--- start Provided data ---

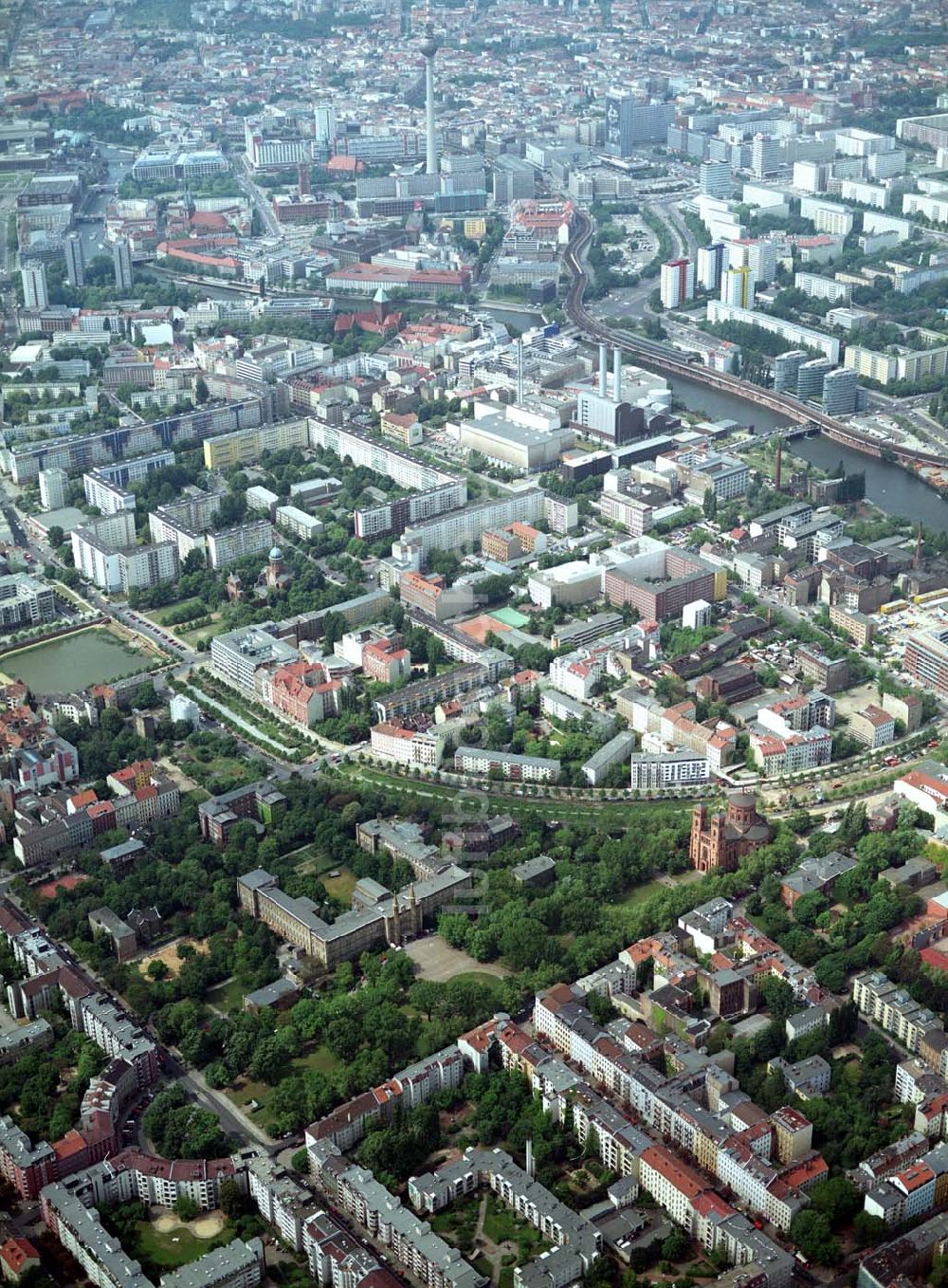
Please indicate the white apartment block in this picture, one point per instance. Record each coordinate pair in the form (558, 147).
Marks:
(298, 522)
(232, 543)
(528, 769)
(406, 745)
(790, 331)
(576, 676)
(665, 769)
(110, 497)
(462, 529)
(822, 287)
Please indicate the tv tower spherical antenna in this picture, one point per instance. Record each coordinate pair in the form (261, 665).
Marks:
(429, 46)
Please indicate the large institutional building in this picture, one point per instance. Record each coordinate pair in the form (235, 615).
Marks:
(720, 840)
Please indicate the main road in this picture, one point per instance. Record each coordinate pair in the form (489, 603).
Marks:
(665, 359)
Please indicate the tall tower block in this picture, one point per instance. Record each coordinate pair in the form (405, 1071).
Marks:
(429, 47)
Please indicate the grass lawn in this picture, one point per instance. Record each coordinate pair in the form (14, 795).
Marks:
(160, 615)
(202, 633)
(173, 1248)
(227, 997)
(319, 1058)
(502, 1225)
(340, 886)
(218, 766)
(311, 863)
(639, 894)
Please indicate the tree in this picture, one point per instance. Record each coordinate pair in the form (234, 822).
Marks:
(434, 651)
(676, 1247)
(186, 1207)
(778, 996)
(230, 1201)
(193, 561)
(837, 1199)
(808, 907)
(811, 1234)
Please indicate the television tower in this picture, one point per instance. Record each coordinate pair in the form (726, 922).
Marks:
(429, 47)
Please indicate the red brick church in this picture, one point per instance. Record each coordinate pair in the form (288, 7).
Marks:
(719, 840)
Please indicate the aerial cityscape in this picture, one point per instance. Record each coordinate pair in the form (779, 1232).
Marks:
(474, 644)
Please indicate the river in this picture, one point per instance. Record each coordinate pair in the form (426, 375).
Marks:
(890, 488)
(74, 662)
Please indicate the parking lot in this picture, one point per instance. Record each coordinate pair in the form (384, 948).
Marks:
(438, 961)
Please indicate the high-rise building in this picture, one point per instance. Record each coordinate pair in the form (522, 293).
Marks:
(325, 121)
(53, 488)
(840, 392)
(737, 286)
(786, 370)
(710, 267)
(429, 47)
(34, 279)
(811, 377)
(715, 179)
(632, 121)
(121, 259)
(75, 260)
(676, 283)
(765, 155)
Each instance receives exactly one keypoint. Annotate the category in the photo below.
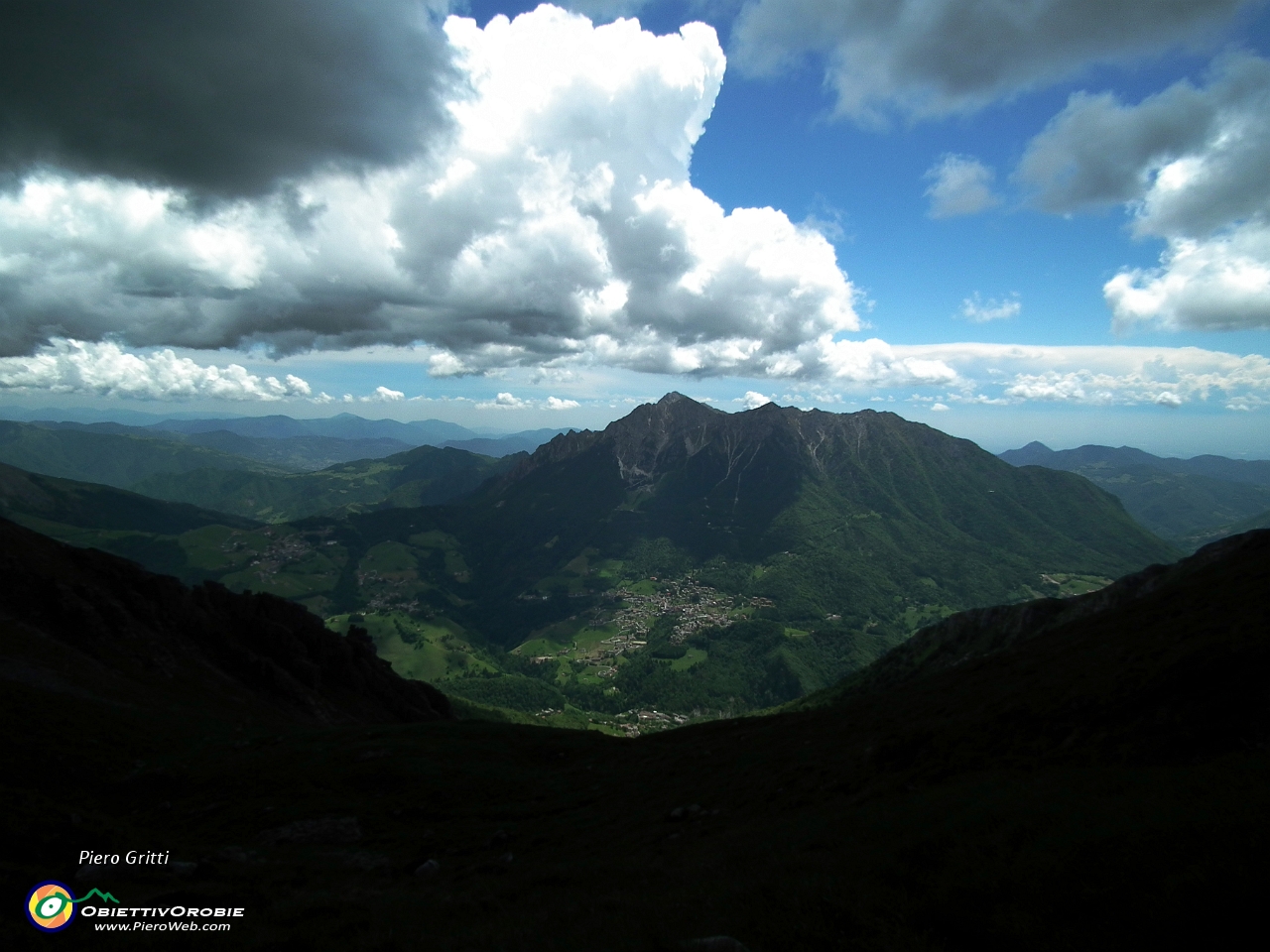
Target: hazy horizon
(513, 217)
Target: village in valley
(592, 645)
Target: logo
(50, 906)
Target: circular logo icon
(50, 906)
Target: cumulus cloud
(508, 402)
(556, 222)
(107, 370)
(503, 402)
(226, 96)
(1096, 376)
(928, 58)
(960, 184)
(1191, 163)
(979, 311)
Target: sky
(1011, 222)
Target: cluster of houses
(698, 606)
(281, 551)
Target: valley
(684, 561)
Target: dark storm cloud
(222, 96)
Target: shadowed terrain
(1080, 774)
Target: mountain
(340, 426)
(109, 458)
(294, 453)
(1189, 502)
(681, 560)
(1251, 471)
(832, 512)
(1091, 778)
(421, 476)
(691, 560)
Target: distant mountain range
(683, 557)
(818, 539)
(1188, 502)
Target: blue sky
(1052, 227)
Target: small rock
(712, 943)
(325, 830)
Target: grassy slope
(422, 476)
(1188, 502)
(108, 458)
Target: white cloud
(1222, 284)
(960, 184)
(504, 402)
(928, 58)
(753, 400)
(1096, 376)
(382, 395)
(105, 370)
(557, 223)
(978, 311)
(1191, 163)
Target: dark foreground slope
(93, 626)
(1100, 784)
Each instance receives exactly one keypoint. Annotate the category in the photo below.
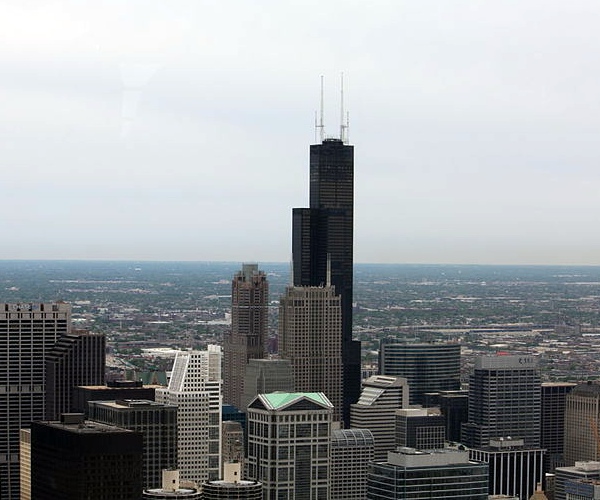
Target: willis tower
(322, 244)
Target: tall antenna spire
(321, 126)
(344, 120)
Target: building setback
(412, 474)
(428, 367)
(310, 337)
(289, 445)
(76, 359)
(155, 421)
(75, 459)
(27, 334)
(248, 334)
(323, 244)
(351, 452)
(195, 388)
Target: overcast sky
(179, 130)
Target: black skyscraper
(322, 237)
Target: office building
(582, 420)
(351, 452)
(310, 337)
(410, 473)
(247, 337)
(504, 400)
(78, 358)
(73, 459)
(232, 486)
(112, 391)
(233, 443)
(173, 488)
(289, 445)
(27, 334)
(195, 388)
(322, 244)
(267, 375)
(514, 469)
(376, 408)
(420, 428)
(428, 367)
(454, 406)
(581, 471)
(156, 422)
(552, 433)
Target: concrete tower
(310, 337)
(195, 388)
(27, 334)
(249, 321)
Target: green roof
(278, 400)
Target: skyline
(147, 131)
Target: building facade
(412, 474)
(289, 440)
(351, 452)
(76, 359)
(504, 401)
(323, 243)
(73, 459)
(267, 375)
(156, 422)
(428, 367)
(195, 388)
(310, 337)
(27, 334)
(376, 408)
(247, 337)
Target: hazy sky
(179, 130)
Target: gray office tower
(554, 401)
(27, 334)
(76, 359)
(322, 242)
(428, 367)
(156, 422)
(248, 334)
(504, 400)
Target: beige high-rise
(310, 336)
(249, 323)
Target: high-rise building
(289, 444)
(504, 400)
(351, 452)
(582, 420)
(322, 244)
(27, 334)
(514, 469)
(375, 410)
(267, 375)
(78, 358)
(413, 474)
(156, 422)
(195, 388)
(420, 428)
(310, 337)
(584, 470)
(552, 433)
(232, 486)
(75, 459)
(248, 334)
(428, 367)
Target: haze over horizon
(147, 130)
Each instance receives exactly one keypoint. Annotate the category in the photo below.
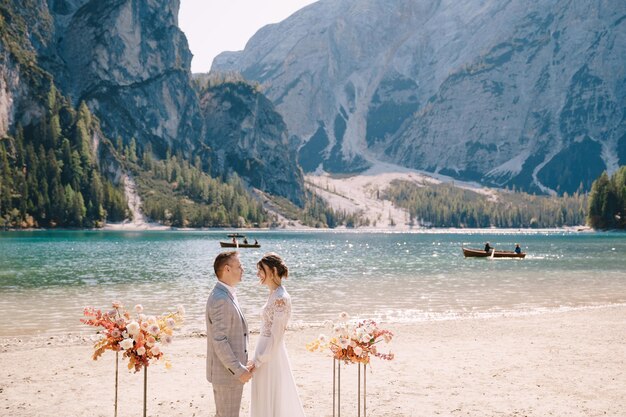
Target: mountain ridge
(505, 93)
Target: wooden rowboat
(480, 253)
(239, 245)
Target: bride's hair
(272, 260)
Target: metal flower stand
(337, 389)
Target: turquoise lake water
(47, 277)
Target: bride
(274, 392)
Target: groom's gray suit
(227, 351)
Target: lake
(47, 277)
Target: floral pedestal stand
(117, 362)
(337, 389)
(145, 389)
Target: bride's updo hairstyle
(272, 260)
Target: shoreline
(341, 229)
(196, 329)
(571, 363)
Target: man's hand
(245, 377)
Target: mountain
(251, 137)
(129, 62)
(508, 93)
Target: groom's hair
(221, 260)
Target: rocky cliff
(508, 93)
(250, 137)
(130, 63)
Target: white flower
(133, 328)
(154, 329)
(126, 344)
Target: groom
(227, 337)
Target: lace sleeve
(275, 311)
(275, 318)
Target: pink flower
(133, 328)
(126, 344)
(343, 342)
(154, 329)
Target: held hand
(245, 377)
(251, 367)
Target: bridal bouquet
(353, 342)
(140, 338)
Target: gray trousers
(227, 400)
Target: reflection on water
(46, 278)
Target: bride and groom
(273, 391)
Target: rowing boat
(480, 253)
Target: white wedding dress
(274, 392)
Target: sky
(214, 26)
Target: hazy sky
(214, 26)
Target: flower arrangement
(140, 339)
(353, 342)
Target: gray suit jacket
(227, 336)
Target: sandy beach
(559, 363)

--- end Provided data ---

Without the pictures, copy the material exactly as given.

Please indicate the white apartment block in this picture, one point per instance. Record each coordinate pair in the form (558, 147).
Marks:
(298, 522)
(232, 543)
(528, 769)
(406, 745)
(790, 331)
(576, 676)
(665, 769)
(110, 497)
(462, 529)
(822, 287)
Please indicate the tv tower spherical antenna in this picture, one point per instance. Record each coordinate pair in the form (261, 665).
Marks:
(429, 46)
Please indicate the large institutional building in this picture, one point per instance. Record each coordinate pair in the form (235, 615).
Marks:
(720, 840)
Please indicate the main road in this picture, one point per instance. Record each coordinate pair in the form (489, 603).
Marks:
(665, 359)
Please indicate the tall tower block in this picture, one point per instance. Record each coordinate pair in the form (405, 1071).
Marks:
(429, 47)
Please indicate the grass lawn in this picture, one point per instance. Record each coordinate pair in the form (14, 795).
Marks:
(160, 615)
(202, 633)
(173, 1248)
(227, 997)
(319, 1058)
(502, 1225)
(340, 886)
(218, 766)
(311, 863)
(639, 894)
Please indicate the tree in this picture, one point per instance. Record each coordinate pair in the form (234, 822).
Marks:
(434, 651)
(676, 1247)
(186, 1207)
(778, 996)
(230, 1201)
(193, 561)
(837, 1199)
(808, 907)
(811, 1234)
Please indicate the television tower in this picture, one point per instance. Record each coordinate pair in the form (726, 922).
Marks:
(429, 47)
Please indicate the red brick church in this picture, one point per instance. Record each coordinate pair in the form (288, 7).
Marks:
(719, 840)
Please indicate the aerial cityscape in this picture, one point per instance. Record each coordinate pair in the form (779, 1232).
Marks:
(474, 644)
Please indicate the river in this picture, one point per instance. Record each coordinate pair in the form (426, 375).
Marks:
(890, 488)
(74, 662)
Please indicate the parking lot in this picture, one point per instance. Record each coordinate pair in the form (384, 948).
Marks:
(438, 961)
Please indicate the high-rise building in this picture, one point per instance. Record each coordinate pair in the form (522, 293).
Marks:
(325, 121)
(53, 488)
(840, 392)
(737, 286)
(786, 370)
(710, 267)
(429, 47)
(34, 279)
(811, 377)
(715, 179)
(632, 121)
(121, 259)
(75, 260)
(676, 283)
(765, 155)
Each instance receives exactly one keypoint. Annotate the category in the photo below.
Target: hazy horizon
(513, 217)
Target: village in valley
(592, 645)
Target: logo
(50, 906)
Target: circular logo icon
(50, 906)
Target: cumulus cloud
(508, 402)
(556, 222)
(107, 370)
(503, 402)
(226, 96)
(1096, 376)
(928, 58)
(960, 184)
(1191, 163)
(979, 311)
Target: sky
(1011, 222)
Target: cluster of houses
(698, 606)
(281, 551)
Target: valley
(684, 561)
Target: dark storm cloud
(222, 96)
Target: shadowed terrain
(1080, 774)
Target: mountain
(340, 426)
(109, 458)
(294, 453)
(1189, 502)
(681, 560)
(1251, 471)
(832, 512)
(1091, 778)
(421, 476)
(691, 560)
Target: distant mountain range
(683, 557)
(818, 539)
(1188, 502)
Target: blue sky
(1052, 227)
Target: small rock
(712, 943)
(325, 830)
Target: grassy slope
(422, 476)
(1188, 502)
(108, 458)
Target: white cloud
(1222, 284)
(960, 184)
(504, 402)
(928, 58)
(753, 400)
(1096, 376)
(382, 395)
(105, 370)
(557, 223)
(978, 311)
(1191, 163)
Target: dark foreground slope
(93, 626)
(1100, 784)
Each instance receives exactly one keypoint. Annotate the category in the photo below.
Target: willis tower
(322, 244)
Target: tall antenna spire
(321, 126)
(344, 120)
Target: building setback
(412, 474)
(428, 367)
(310, 337)
(289, 445)
(76, 359)
(155, 421)
(75, 459)
(27, 334)
(248, 334)
(323, 244)
(351, 452)
(195, 388)
Target: overcast sky
(179, 130)
Target: black skyscraper
(322, 237)
Target: office building
(582, 420)
(351, 452)
(310, 337)
(410, 473)
(247, 337)
(504, 400)
(78, 358)
(73, 459)
(232, 486)
(112, 391)
(233, 443)
(173, 488)
(289, 445)
(27, 334)
(195, 388)
(322, 244)
(267, 375)
(514, 469)
(376, 408)
(420, 428)
(428, 367)
(454, 406)
(581, 471)
(156, 422)
(552, 433)
Target: concrete tower
(310, 337)
(195, 388)
(27, 334)
(249, 321)
Target: green roof
(278, 400)
Target: skyline
(147, 131)
Target: building facade
(412, 474)
(289, 440)
(351, 452)
(76, 359)
(504, 401)
(323, 243)
(73, 459)
(267, 375)
(156, 422)
(428, 367)
(195, 388)
(310, 337)
(27, 334)
(376, 408)
(247, 337)
Target: hazy sky
(179, 130)
Target: gray office tower
(554, 401)
(27, 334)
(76, 359)
(322, 242)
(428, 367)
(156, 422)
(248, 334)
(504, 400)
Target: beige high-rise
(310, 336)
(249, 323)
Target: high-rise building
(289, 444)
(504, 400)
(351, 452)
(582, 420)
(322, 244)
(27, 334)
(514, 469)
(375, 410)
(267, 375)
(78, 358)
(413, 474)
(156, 422)
(195, 388)
(420, 428)
(310, 337)
(584, 470)
(552, 433)
(232, 486)
(75, 459)
(248, 334)
(428, 367)
Target: haze over horizon
(147, 130)
Each instance receives exactly one keypoint. Annotate the category in the photo below.
Target: mountain ridge
(505, 93)
Target: wooden rowboat
(480, 253)
(239, 245)
Target: bride's hair
(272, 260)
Target: metal flower stand
(337, 389)
Target: turquoise lake water
(47, 277)
Target: bride
(274, 392)
Target: groom's gray suit
(227, 351)
Target: lake
(47, 277)
Target: floral pedestal stand
(117, 362)
(337, 389)
(145, 389)
Target: bride's updo hairstyle
(272, 260)
Target: shoreline
(341, 229)
(196, 329)
(571, 363)
Target: man's hand
(245, 377)
Target: mountain
(251, 137)
(129, 62)
(508, 93)
Target: groom's hair
(221, 260)
Target: rocky cliff
(508, 93)
(250, 137)
(130, 63)
Target: white flower
(133, 328)
(154, 329)
(126, 344)
Target: groom
(227, 337)
Target: lace sleeve
(275, 311)
(275, 318)
Target: pink flower
(133, 328)
(126, 344)
(343, 342)
(154, 329)
Target: held hand
(245, 377)
(251, 367)
Target: bridal bouquet
(353, 342)
(140, 338)
Target: gray trousers
(227, 400)
Target: reflection on water
(46, 278)
Target: bride and groom
(273, 391)
Target: rowing boat
(480, 253)
Target: white wedding dress
(274, 392)
Target: sky
(214, 26)
Target: hazy sky
(214, 26)
Target: flower arrangement
(140, 339)
(353, 342)
Target: gray suit jacket
(227, 336)
Target: sandy beach
(559, 363)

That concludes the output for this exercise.